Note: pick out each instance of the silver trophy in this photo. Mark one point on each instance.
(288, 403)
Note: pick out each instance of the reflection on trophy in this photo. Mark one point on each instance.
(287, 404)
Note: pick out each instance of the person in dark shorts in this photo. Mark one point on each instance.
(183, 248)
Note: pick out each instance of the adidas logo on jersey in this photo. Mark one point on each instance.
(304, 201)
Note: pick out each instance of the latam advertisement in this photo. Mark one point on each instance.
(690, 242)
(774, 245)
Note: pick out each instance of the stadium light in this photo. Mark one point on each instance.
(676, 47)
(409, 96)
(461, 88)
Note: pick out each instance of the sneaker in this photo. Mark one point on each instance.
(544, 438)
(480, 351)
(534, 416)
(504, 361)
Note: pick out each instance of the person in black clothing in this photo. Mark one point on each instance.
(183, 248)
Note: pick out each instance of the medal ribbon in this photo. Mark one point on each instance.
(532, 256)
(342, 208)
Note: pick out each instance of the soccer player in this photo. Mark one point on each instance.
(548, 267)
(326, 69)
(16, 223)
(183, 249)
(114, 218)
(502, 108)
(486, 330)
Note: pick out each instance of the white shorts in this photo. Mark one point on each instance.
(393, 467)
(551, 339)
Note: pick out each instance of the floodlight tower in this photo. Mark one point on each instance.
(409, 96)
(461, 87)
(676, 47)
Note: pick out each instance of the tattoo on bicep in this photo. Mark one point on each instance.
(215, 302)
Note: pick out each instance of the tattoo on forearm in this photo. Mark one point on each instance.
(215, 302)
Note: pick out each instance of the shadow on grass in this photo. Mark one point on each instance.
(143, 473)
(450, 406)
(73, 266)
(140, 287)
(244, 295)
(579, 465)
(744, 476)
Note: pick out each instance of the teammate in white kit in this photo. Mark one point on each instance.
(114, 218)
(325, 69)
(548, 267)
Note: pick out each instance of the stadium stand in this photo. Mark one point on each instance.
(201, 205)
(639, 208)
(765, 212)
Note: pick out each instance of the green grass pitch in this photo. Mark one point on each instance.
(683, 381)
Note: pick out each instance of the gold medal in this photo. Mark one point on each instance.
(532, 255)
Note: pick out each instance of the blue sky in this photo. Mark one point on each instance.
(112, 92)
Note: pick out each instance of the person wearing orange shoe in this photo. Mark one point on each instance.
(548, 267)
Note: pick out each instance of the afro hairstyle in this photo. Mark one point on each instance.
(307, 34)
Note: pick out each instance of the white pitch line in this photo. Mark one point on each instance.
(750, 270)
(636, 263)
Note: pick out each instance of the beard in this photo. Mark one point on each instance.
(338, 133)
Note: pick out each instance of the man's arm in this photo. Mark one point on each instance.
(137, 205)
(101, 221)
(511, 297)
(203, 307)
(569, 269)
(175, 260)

----

» The request: Express everything from the line containing "Note: pick out each instance of the white pitch" down to the end of the records as a two-column CSV with the headers instruction and response. Each record gets one row, with its text and its answer each in a single quoted field and line breaks replaced by spaces.

» Result of this task:
instruction,response
"Note: pick out each instance of the white pitch line in this photo. Mark one point on each instance.","(750, 270) (636, 263)"
"Note: pick out each instance of the beard in this photo. Mark one point on each instance.","(338, 133)"
"Note: pick out each instance of the man's arm in this photo. Mark one point on each instance.","(137, 205) (101, 221) (511, 297) (203, 307) (569, 269) (175, 260)"